BEGIN DATA FOR THE TASK

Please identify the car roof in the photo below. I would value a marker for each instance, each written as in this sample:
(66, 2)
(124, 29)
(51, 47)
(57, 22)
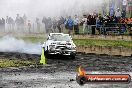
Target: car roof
(55, 33)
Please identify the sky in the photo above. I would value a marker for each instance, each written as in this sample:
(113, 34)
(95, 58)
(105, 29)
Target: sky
(51, 8)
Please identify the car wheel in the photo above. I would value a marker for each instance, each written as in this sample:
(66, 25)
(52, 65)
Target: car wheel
(72, 56)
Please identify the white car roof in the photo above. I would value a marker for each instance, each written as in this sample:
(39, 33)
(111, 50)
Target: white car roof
(55, 33)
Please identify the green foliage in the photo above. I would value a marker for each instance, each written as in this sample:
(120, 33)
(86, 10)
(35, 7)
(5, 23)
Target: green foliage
(14, 63)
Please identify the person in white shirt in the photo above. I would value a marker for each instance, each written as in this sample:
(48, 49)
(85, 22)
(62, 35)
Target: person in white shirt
(118, 13)
(84, 23)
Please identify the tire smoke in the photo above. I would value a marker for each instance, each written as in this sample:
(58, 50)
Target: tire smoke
(11, 44)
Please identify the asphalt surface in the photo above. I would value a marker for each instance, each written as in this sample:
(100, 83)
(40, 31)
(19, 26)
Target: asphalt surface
(61, 72)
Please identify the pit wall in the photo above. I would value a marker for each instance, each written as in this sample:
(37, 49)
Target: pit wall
(106, 37)
(108, 50)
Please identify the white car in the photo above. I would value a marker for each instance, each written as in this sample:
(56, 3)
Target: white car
(61, 44)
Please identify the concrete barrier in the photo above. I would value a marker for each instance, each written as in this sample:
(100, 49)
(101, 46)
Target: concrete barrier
(109, 50)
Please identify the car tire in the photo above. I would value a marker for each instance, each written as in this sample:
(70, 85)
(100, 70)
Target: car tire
(72, 56)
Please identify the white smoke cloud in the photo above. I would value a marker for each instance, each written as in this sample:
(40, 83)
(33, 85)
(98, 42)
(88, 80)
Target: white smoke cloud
(11, 44)
(39, 8)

END DATA FOR THE TASK

▸ **REQUIREMENT**
What is needed is an exact reproduction of the data, pictures excluded.

▸ **ANSWER AREA**
Please identify the car roof in the photo below. I would value a marker for each instance, each written as in this sample:
(66, 2)
(124, 29)
(51, 47)
(57, 22)
Target: car roof
(55, 33)
Please identify the sky in the photo above. I would value a marker for each instance, each written as in this sample:
(113, 34)
(95, 58)
(105, 29)
Target: sky
(51, 8)
Please identify the car wheel in the photo above. I would value a marker for each instance, each written as in this sample:
(66, 25)
(52, 65)
Target: car wheel
(72, 56)
Please identify the white car roof in the photo above. I would value a marker for each instance, each written as in this sample:
(39, 33)
(111, 50)
Target: white car roof
(55, 33)
Please identify the green foliage in the photo above. I would value a marker for each instance, each written as in this sample:
(120, 33)
(86, 10)
(35, 7)
(5, 23)
Target: green foliage
(14, 63)
Please identify the person in white shirt in the photo above. I would value a marker for each instance, each written as in this sample:
(48, 49)
(85, 22)
(62, 35)
Target: person in white shirt
(118, 13)
(84, 23)
Please identify the tire smoke in the photo above. I would value a marker for each instance, each written as in this sample:
(58, 50)
Target: tire smoke
(11, 44)
Please identify the asphalt surface in the photo above. I would value a marker for each instance, each written as in this sample:
(100, 83)
(40, 31)
(19, 26)
Target: asphalt surface
(61, 72)
Please identify the pit wall in the photo above. I would value a marker for each instance, each written as in this sample:
(37, 49)
Target: pit wall
(106, 37)
(108, 50)
Please identify the white car in the photo above. I would value a marker for each instance, each written as in this sample:
(56, 3)
Target: white car
(61, 44)
Please identify the concrete barrier in the photo above. I would value a marker for each instance, each written as in this sample:
(100, 49)
(101, 46)
Target: concrete barrier
(109, 50)
Please identify the car tire in the photo above. I would value a marker for each instance, each written as in this sample:
(70, 85)
(100, 70)
Target: car tire
(72, 56)
Please identify the white smoke cloud in the photo above. I would value a marker for each instance, each written as in this sample:
(40, 83)
(33, 85)
(98, 42)
(88, 80)
Target: white smoke cloud
(11, 44)
(39, 8)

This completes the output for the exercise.